Source passage:
───

Sundew pull migration to sarracenia (PXATX)

Manual section:

1

Date:

@Date@

Version:

@Version@

Manual group:

MetPx Sarracenia Suite

DESCRIPTION

This document suppose that the reader is familiar with the concepts and usage of sundew and sarracenia.

sundew receiver supports a pull mechanism that allow querying a remote server for new products to be ingested in the sundew product flow. There are two types namely pull-file and pull-bulletin. The difference between them is the way in which the product is processed/routed once downloaded.

sarracenia supports the same mechanism. sr-poll announces the new products from the remote site and sr-sarra makes the products available, downloading and annoncing the product locally.

It is fairly straight forward to convert a pull reveiver configuration file to both an sr-poll and sr-sarra that play the same role. There is a new concept in sarracenia where the source of the product needs to be specified in the path of the file tree.

Fortunately, in the context of this PXATX conversion, in our sundew system, the products are placed properly in a sarracenia tree and announced with amqp under a defined source directory. We will use these sources informations.

───

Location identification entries
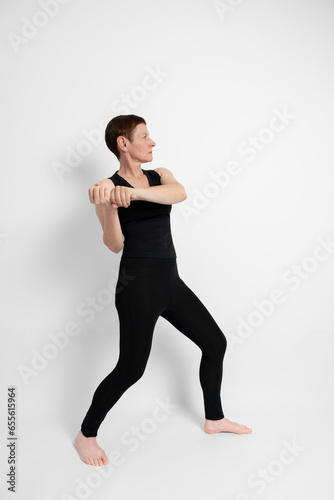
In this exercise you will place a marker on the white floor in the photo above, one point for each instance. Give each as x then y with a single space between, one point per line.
289 454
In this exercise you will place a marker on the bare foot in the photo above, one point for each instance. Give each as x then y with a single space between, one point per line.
225 425
89 450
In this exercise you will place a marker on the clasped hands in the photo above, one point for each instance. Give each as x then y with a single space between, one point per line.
111 198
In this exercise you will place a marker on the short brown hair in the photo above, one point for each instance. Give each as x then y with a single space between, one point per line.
121 125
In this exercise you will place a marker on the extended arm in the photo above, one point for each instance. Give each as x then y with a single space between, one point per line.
170 191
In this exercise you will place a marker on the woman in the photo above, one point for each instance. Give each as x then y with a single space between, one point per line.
136 203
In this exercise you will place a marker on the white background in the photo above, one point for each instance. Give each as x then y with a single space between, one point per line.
225 71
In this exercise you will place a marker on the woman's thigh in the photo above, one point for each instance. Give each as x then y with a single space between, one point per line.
190 316
142 292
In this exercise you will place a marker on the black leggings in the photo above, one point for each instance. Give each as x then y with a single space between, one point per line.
146 289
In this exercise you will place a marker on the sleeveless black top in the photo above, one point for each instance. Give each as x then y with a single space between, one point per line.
145 224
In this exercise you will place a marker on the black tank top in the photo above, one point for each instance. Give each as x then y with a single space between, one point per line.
145 224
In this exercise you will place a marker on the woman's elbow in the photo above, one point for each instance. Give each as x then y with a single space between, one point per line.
113 248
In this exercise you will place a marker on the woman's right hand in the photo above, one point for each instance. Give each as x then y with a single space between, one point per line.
100 195
110 198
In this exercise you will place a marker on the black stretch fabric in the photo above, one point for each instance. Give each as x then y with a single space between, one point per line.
145 225
149 286
146 289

───

Things to do:
• 1. Format the location identification listing as a two-column CSV named "request" and "answer". Include one row per request, from the line containing "the woman in" through the end of the listing, with each field quoted and any line breaks replaced by spaces.
• 2. Resume the text about migrating sundew pull receivers to sarracenia, starting after its last sentence.

Replies:
• 1.
request,answer
"In this exercise you will place a marker on the woman in the photo above, one point for each instance. Give each as x then y with a single space between, one point per line.","136 203"
"In this exercise you will place a marker on the white background in the photo above, one point for each instance. Give each as x then y with a single space between, one point per line.","225 71"
"In this exercise you will place a marker on the woman's thigh in the photo above, one point for each instance. Give each as x then y with a single space between, one point per line.","190 316 142 292"
"In this exercise you will place a marker on the black leggings in the photo above, one point for each instance. Give each as x then y with a single space between, one point per line.","146 289"
"In this exercise you will place a marker on the sleeveless black top in the photo above, one point for each instance. Give each as x then y with a single space between, one point per line.","145 224"
"In this exercise you will place a marker on the black tank top in the photo above, one point for each instance. Give each as x then y with a single space between, one point per line.","145 224"
"In this exercise you will place a marker on the woman's elbow in the photo above, one point for each instance. Give each as x then y with a single space between, one point per line.","113 248"
"In this exercise you will place a marker on the woman's right hand in the photo above, one point for each instance. Give each as x then y with a single space between, one point per line.","100 195 110 198"
"In this exercise you will place a marker on the black stretch fabric in the photo above, one point for each instance. Give each as x then y with a single space between, one point per line.","145 225 149 286 146 289"

• 2.
This document is solely based on the PXATX experience and so one should take the ideas and apply them to his/her context.

METHODOLOGY

I did this document using a very simple sundew pull receiver to make sure to put just the right amount of details.

First set up a conversion environment. Where sarracenia is downloaded, make sure you can use the bash script pull_2_pollsarra.sh by updating your PATH environment variable. Use git clone to get an updated version of sarracenia ( See Dev ). Make sarracenia tools available for direct shell commands:

export PATH=...wherever.../sarracenia/tools:$PATH

Define a place where you want to convert pxatx pull:

mkdir -p convert/pxatx
cd convert/pxatx

Get all the sundew configurations of sundew pxatx:

scp -r px@pxatx1-ops:/apps/px/etc .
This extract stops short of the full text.